-------- EXERCISE INPUTS

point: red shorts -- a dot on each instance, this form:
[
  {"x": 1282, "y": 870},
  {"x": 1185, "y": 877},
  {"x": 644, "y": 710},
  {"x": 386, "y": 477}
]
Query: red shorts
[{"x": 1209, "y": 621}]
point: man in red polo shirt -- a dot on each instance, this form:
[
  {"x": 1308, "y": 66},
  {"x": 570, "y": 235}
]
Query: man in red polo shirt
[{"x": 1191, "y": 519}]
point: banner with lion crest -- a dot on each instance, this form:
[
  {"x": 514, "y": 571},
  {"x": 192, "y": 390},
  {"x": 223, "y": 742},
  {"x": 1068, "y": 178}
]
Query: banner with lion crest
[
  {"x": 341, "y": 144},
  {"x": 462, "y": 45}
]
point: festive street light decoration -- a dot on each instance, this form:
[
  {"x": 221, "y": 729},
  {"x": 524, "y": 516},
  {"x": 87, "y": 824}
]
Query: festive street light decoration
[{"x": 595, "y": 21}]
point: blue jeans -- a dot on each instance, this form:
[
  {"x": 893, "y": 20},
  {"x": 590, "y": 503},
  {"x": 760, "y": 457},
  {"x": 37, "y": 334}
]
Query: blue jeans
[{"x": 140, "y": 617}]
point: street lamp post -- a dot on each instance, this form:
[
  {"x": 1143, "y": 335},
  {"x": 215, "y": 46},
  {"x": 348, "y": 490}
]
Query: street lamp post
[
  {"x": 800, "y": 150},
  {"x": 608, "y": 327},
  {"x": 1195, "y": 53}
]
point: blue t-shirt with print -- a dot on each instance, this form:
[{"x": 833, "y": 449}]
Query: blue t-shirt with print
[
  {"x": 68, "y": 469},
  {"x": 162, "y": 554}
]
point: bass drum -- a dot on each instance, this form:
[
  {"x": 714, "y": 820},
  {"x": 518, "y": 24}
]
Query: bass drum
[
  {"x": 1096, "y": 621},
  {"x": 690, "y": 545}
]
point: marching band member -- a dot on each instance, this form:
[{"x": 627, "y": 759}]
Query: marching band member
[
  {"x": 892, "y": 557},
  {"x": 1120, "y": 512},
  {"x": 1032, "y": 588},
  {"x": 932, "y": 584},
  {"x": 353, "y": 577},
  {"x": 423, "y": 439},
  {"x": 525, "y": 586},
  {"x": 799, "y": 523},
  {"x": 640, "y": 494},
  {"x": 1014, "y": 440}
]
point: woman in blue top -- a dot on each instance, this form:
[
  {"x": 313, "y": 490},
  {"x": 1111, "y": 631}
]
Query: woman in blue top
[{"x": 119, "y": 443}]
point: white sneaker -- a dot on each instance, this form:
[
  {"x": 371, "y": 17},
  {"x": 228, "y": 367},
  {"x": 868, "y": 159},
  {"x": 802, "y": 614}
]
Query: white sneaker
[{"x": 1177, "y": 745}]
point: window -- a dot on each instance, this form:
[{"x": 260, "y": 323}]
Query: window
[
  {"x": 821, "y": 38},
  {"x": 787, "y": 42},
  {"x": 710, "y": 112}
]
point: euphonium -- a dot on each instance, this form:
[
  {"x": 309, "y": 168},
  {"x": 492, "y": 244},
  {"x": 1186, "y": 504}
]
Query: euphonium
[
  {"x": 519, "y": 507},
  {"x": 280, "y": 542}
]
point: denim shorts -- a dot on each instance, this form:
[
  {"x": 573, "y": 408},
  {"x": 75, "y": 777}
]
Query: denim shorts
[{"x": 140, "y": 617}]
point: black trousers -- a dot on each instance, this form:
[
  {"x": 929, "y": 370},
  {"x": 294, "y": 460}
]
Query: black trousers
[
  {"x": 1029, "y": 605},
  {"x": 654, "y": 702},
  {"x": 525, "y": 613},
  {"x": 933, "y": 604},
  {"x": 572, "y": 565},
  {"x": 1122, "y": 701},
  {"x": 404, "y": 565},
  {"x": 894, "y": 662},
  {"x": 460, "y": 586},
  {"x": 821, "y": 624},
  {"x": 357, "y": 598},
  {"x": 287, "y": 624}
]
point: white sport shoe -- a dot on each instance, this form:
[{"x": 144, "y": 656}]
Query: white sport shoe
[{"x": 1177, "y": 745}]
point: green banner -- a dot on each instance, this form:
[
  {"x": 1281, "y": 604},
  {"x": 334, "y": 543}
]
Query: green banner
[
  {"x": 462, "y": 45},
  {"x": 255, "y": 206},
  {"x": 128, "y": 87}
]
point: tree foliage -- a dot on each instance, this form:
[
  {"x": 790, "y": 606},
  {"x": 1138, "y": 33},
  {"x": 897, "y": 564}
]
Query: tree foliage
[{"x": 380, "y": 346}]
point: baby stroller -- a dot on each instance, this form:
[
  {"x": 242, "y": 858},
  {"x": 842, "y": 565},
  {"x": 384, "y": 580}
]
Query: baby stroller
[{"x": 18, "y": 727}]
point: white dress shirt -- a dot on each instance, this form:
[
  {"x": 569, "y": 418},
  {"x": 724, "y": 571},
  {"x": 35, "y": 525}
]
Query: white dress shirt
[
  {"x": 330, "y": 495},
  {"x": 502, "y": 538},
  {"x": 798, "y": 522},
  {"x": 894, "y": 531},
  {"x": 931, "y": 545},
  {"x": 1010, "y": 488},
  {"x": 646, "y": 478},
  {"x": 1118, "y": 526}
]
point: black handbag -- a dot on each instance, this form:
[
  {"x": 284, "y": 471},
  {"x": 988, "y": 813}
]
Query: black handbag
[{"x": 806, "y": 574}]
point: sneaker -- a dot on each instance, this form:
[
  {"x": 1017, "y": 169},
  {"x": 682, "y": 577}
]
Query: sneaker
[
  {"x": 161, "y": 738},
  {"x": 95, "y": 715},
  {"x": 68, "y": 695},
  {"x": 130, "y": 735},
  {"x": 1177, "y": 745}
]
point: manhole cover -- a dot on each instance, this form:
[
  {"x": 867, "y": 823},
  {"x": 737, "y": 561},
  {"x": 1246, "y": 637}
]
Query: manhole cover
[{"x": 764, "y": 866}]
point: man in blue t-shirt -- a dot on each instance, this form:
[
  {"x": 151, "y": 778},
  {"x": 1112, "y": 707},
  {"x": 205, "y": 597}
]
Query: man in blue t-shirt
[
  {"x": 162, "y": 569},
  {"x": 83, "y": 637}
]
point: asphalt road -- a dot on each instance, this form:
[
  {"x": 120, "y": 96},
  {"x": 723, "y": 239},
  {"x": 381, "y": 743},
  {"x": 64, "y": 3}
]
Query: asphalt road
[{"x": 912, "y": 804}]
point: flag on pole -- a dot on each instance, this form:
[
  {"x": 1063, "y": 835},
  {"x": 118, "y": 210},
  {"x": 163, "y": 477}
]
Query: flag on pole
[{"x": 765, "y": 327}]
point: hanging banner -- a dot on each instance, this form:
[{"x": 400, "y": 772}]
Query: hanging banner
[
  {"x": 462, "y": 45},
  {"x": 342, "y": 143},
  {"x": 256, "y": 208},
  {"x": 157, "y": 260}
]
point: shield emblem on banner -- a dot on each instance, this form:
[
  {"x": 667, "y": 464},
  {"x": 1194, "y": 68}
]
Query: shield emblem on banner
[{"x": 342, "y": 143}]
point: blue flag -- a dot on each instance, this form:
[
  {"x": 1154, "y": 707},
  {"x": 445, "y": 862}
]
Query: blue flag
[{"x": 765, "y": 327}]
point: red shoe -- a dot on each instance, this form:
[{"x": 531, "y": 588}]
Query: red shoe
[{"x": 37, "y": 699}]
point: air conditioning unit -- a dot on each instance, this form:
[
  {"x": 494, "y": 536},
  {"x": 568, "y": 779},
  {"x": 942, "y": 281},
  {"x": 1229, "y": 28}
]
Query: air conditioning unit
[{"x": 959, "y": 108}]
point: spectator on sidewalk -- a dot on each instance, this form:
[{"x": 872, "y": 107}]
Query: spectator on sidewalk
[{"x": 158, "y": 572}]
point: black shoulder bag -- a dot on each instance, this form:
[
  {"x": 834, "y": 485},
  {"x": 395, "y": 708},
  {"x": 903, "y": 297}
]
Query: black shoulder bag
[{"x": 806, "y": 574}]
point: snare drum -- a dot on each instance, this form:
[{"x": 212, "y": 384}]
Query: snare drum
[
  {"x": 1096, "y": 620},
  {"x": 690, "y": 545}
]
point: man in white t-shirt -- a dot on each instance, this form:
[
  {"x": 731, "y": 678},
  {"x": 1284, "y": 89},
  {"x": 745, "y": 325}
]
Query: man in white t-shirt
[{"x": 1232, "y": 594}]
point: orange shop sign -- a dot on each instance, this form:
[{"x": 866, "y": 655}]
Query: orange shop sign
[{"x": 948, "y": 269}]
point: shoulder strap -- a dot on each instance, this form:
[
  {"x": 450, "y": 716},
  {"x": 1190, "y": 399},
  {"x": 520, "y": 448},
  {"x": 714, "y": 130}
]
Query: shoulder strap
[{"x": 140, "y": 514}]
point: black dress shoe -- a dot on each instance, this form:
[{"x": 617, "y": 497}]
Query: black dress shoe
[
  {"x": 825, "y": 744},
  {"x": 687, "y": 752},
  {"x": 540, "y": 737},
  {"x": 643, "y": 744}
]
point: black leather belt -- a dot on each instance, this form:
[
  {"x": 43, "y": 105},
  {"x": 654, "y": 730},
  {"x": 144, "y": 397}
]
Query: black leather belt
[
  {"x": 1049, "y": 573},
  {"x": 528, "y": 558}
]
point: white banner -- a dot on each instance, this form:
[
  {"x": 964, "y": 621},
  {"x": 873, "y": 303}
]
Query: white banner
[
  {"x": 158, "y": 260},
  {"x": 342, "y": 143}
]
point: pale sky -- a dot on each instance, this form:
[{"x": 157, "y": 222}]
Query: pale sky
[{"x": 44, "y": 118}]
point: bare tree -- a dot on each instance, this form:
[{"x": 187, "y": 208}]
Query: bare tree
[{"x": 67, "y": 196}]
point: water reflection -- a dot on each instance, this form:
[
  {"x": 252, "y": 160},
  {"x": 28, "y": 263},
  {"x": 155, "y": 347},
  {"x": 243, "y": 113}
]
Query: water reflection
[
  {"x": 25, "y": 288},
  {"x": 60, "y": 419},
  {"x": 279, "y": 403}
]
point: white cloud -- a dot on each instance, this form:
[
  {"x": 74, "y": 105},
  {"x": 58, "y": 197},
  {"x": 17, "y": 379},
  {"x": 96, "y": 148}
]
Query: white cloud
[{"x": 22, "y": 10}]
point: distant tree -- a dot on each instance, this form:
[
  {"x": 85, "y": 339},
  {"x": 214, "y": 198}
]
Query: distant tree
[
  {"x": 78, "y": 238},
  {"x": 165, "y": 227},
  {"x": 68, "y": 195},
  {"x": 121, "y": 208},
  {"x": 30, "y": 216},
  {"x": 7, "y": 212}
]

----------------

= EXERCISE =
Transcribe verbatim the stretch of the records from the line containing "point: bare tree" through the end of the records.

= COMPLETED TASK =
point: bare tree -- a dot on each instance, this form:
[{"x": 187, "y": 208}]
Query: bare tree
[{"x": 67, "y": 196}]
point: water reflection -- a dot on each instance, this form:
[
  {"x": 252, "y": 160},
  {"x": 28, "y": 263},
  {"x": 155, "y": 347},
  {"x": 243, "y": 113}
]
Query: water reflection
[
  {"x": 25, "y": 288},
  {"x": 60, "y": 419},
  {"x": 279, "y": 403}
]
point: white cloud -- a dot on each instance, this form:
[
  {"x": 74, "y": 105},
  {"x": 58, "y": 197},
  {"x": 17, "y": 379},
  {"x": 96, "y": 148}
]
Query: white cloud
[{"x": 22, "y": 10}]
point: distant tree -- a dot on each instance, this form:
[
  {"x": 85, "y": 339},
  {"x": 214, "y": 198}
]
Query: distant tree
[
  {"x": 78, "y": 238},
  {"x": 165, "y": 227},
  {"x": 68, "y": 195},
  {"x": 121, "y": 208},
  {"x": 30, "y": 216},
  {"x": 7, "y": 212}
]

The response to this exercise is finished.